• _Prompt_
Convert the data below, from the line containing "Look at the photo above. For each instance of the woman" through the end, into a two-column CSV with the headers instruction and response. Give each text and its answer one row, with each value in a single quoted field and any line breaks replaced by spaces.

• _Data provided_
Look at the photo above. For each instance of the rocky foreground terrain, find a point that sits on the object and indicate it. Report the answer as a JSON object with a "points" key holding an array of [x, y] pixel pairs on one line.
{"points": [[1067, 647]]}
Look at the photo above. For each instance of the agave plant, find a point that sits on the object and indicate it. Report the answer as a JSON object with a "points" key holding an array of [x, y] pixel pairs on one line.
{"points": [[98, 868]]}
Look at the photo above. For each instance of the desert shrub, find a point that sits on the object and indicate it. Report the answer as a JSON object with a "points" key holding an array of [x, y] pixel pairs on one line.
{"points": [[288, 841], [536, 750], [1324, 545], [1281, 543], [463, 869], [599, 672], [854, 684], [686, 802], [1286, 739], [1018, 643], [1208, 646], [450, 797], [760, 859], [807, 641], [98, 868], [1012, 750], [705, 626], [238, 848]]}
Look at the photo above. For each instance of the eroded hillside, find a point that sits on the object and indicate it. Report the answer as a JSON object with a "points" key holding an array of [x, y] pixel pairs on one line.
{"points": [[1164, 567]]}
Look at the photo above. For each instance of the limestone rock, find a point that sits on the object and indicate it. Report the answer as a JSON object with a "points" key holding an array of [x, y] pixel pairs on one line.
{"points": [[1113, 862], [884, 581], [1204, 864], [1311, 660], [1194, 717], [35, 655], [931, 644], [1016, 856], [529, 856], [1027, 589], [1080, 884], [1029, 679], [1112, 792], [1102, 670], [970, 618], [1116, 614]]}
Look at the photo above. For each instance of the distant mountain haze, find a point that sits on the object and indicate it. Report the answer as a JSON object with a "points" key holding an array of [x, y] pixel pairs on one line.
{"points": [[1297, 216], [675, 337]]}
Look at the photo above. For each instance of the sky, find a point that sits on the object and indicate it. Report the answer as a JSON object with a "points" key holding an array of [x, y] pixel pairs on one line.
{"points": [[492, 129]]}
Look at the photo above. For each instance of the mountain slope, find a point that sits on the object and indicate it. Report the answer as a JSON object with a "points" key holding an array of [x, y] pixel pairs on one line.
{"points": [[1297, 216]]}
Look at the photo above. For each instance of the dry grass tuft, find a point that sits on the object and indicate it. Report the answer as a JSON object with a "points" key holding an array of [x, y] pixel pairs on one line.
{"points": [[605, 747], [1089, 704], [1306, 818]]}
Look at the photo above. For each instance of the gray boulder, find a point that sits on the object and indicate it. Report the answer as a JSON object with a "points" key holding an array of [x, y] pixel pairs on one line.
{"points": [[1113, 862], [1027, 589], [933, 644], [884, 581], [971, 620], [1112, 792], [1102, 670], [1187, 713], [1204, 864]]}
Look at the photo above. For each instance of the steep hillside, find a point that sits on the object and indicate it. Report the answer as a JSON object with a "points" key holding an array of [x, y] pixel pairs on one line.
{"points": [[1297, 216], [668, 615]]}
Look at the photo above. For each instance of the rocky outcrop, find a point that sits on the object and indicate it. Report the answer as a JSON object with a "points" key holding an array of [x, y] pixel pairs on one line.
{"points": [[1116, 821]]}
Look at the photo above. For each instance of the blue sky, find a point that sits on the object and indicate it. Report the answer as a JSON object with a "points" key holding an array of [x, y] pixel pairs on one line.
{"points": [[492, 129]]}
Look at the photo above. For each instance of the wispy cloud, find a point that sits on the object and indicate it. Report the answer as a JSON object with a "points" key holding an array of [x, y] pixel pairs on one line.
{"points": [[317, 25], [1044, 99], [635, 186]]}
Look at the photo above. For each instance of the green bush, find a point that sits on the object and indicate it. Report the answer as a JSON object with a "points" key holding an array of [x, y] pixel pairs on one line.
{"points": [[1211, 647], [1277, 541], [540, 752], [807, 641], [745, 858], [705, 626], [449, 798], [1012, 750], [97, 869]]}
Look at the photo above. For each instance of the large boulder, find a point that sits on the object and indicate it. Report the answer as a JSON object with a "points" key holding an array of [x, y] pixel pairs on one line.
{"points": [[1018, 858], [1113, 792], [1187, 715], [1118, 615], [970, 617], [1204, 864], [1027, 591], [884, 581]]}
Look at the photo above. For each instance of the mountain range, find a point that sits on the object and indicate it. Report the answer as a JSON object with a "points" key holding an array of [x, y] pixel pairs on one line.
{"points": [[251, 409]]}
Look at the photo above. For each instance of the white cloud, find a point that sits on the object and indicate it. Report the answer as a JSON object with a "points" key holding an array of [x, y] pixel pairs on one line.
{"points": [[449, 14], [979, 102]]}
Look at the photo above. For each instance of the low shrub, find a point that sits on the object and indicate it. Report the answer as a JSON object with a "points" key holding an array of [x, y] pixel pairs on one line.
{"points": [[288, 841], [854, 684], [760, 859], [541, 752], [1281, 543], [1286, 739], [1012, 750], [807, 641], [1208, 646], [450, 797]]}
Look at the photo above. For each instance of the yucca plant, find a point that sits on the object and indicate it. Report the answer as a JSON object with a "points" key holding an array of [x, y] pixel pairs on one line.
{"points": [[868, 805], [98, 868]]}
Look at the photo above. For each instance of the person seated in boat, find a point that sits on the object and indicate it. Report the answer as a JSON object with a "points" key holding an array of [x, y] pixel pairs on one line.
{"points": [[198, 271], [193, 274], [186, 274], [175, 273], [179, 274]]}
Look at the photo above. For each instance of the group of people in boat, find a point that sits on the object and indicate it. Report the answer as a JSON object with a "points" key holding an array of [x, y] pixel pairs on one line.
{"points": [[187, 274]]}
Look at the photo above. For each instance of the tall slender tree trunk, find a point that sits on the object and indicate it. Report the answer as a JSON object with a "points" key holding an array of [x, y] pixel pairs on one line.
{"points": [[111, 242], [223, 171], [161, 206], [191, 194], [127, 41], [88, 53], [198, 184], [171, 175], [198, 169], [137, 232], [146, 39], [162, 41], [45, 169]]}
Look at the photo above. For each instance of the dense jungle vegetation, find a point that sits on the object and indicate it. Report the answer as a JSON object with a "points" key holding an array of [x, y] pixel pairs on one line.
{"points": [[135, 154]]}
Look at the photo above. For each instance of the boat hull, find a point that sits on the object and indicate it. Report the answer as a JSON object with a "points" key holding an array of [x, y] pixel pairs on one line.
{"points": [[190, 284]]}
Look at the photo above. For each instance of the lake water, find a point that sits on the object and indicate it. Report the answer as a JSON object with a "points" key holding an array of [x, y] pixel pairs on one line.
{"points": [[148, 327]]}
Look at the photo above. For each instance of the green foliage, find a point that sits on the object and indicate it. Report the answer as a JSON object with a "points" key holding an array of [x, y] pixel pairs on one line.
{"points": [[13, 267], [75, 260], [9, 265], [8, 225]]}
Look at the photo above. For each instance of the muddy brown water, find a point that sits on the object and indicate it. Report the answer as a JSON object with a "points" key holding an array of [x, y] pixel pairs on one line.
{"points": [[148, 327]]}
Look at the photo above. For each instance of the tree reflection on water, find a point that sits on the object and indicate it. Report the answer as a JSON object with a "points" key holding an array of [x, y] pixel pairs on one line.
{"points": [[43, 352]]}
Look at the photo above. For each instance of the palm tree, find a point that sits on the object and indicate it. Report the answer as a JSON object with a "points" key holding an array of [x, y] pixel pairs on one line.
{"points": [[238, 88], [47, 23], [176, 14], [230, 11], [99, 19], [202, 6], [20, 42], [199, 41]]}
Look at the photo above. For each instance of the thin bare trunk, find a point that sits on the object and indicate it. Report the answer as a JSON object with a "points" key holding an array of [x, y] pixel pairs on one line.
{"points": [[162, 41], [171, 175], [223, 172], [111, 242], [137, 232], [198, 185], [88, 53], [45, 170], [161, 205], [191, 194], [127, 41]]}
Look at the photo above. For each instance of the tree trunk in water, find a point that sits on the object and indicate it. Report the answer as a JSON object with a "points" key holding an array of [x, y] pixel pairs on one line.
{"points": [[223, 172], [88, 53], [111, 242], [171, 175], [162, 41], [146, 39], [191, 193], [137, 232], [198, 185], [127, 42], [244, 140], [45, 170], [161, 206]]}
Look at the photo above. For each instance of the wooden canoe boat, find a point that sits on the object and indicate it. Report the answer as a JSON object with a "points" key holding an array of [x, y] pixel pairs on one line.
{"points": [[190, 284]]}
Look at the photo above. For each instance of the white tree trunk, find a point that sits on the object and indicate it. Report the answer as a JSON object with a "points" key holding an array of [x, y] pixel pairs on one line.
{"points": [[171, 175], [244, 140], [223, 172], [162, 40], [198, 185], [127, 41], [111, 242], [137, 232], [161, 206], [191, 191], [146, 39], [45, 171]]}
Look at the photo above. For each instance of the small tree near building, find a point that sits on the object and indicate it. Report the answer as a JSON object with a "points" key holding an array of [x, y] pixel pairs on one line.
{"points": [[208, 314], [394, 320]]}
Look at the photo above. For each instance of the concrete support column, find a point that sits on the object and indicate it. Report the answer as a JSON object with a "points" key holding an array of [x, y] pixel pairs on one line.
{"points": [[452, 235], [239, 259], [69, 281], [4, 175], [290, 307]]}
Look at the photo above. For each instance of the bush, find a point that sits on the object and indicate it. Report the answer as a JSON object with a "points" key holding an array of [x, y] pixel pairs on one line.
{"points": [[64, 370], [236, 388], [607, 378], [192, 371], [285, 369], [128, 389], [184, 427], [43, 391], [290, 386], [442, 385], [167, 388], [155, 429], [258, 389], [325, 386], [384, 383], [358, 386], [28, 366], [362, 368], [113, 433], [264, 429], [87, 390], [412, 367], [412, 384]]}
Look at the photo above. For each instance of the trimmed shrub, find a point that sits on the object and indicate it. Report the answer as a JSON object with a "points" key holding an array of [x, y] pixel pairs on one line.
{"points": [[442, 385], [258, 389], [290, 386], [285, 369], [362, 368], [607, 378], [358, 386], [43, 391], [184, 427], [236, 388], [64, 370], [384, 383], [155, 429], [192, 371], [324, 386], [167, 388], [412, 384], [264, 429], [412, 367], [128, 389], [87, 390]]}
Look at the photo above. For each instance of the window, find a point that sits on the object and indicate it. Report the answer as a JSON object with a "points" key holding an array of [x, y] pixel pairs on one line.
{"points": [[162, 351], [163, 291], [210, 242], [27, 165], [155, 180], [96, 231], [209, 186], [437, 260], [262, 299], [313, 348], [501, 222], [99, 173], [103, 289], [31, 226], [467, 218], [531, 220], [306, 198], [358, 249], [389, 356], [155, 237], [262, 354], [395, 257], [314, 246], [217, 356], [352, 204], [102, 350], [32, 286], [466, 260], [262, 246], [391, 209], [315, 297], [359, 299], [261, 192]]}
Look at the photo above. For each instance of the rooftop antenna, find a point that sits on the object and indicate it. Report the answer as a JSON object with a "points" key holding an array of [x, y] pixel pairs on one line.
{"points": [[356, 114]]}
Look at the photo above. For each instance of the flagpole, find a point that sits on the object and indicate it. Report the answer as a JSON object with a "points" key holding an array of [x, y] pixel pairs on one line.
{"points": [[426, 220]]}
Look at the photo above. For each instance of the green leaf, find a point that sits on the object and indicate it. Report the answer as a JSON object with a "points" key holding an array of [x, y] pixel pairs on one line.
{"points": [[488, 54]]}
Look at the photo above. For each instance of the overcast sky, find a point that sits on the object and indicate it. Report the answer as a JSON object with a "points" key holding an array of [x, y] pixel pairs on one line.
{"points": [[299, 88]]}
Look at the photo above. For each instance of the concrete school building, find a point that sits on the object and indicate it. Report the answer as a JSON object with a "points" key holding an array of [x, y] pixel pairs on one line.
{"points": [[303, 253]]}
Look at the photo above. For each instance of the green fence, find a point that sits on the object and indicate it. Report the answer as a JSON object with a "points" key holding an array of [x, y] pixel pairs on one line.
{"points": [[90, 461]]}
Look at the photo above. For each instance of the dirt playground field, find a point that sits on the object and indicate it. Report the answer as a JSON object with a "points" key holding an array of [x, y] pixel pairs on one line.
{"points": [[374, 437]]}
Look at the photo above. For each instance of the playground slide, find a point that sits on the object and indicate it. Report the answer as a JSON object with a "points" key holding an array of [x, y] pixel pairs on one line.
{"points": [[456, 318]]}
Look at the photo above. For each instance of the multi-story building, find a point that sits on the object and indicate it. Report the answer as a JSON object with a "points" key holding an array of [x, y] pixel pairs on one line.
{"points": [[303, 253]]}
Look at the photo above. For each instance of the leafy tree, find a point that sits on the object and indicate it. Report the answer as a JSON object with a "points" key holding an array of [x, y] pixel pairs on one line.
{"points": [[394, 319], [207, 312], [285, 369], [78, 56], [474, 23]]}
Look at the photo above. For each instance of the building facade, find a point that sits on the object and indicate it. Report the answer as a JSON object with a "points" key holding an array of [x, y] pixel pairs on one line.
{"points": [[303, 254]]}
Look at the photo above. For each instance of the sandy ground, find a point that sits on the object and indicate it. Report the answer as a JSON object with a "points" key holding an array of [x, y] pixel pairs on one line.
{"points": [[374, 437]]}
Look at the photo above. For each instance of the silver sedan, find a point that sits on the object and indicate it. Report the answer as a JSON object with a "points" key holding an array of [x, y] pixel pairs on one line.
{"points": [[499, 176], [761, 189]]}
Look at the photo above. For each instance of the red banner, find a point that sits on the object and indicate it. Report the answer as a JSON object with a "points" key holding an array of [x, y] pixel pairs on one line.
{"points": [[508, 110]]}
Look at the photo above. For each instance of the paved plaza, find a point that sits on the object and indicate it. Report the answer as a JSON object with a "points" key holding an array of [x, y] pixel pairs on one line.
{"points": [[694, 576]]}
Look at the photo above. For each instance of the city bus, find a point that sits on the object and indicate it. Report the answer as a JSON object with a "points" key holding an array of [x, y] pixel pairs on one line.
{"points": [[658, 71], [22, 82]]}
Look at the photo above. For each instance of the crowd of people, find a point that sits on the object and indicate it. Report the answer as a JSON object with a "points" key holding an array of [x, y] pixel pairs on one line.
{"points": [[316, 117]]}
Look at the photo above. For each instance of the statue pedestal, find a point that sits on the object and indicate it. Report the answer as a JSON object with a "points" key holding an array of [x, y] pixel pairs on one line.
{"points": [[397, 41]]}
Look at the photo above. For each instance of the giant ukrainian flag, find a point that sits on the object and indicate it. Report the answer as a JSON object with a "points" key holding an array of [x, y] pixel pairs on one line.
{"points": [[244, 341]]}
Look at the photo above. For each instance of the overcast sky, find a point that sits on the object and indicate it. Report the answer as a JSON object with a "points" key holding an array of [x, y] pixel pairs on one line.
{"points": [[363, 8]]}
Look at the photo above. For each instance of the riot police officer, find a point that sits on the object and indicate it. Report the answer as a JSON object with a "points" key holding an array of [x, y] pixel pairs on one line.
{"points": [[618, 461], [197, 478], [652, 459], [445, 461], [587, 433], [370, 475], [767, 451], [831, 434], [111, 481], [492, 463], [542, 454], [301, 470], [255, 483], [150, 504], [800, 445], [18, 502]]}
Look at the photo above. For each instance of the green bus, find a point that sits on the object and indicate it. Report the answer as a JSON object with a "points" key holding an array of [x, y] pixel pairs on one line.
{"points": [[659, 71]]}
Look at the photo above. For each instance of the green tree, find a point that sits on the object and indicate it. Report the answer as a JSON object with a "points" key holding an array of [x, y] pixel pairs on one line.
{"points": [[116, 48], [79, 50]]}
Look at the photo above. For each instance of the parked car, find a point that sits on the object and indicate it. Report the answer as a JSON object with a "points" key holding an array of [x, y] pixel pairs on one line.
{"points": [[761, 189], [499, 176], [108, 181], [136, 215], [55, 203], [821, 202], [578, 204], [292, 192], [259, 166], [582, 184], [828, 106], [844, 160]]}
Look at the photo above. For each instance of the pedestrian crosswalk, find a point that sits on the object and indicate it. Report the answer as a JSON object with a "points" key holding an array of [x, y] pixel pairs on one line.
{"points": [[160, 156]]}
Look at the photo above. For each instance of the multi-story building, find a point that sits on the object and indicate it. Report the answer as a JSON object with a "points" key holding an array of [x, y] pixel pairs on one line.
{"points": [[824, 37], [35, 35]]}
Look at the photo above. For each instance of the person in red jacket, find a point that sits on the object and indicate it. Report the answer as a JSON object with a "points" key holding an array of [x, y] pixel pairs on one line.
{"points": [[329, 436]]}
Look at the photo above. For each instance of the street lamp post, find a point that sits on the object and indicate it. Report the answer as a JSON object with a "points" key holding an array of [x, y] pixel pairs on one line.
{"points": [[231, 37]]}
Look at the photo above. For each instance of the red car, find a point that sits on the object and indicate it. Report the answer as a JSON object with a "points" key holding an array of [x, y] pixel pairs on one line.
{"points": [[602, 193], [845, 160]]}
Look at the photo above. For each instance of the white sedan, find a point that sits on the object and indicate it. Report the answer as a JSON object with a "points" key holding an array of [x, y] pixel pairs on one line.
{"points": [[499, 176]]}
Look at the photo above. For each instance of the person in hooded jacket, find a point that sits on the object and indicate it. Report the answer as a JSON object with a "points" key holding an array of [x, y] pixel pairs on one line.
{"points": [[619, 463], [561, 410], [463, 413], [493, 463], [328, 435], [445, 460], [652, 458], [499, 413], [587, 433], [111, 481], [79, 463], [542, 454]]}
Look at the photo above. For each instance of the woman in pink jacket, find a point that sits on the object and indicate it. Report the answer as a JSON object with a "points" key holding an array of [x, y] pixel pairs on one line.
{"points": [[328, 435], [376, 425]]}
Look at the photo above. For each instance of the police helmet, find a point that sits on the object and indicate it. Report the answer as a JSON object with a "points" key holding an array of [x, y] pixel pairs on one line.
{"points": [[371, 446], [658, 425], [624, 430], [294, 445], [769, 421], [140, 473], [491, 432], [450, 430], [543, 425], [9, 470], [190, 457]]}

• _Exercise solution_
instruction,response
"Look at the photo above. For each instance of the woman in pink jacket, find a point that sits on the object and indicate it. Report the answer as a JSON object with a ""points"" key holding an array of [x, y] pixel pairs on one line.","{""points"": [[328, 435], [376, 425]]}"
"Look at the photo above. For each instance of the police helmet, find a point that sits on the object and indicate it. Report the answer as a JSON object with a ""points"" key holding an array of [x, y] pixel pairs on one line.","{""points"": [[371, 446], [658, 425], [624, 430], [294, 445], [769, 421], [140, 473], [491, 432], [450, 430], [543, 425], [9, 470], [190, 457]]}"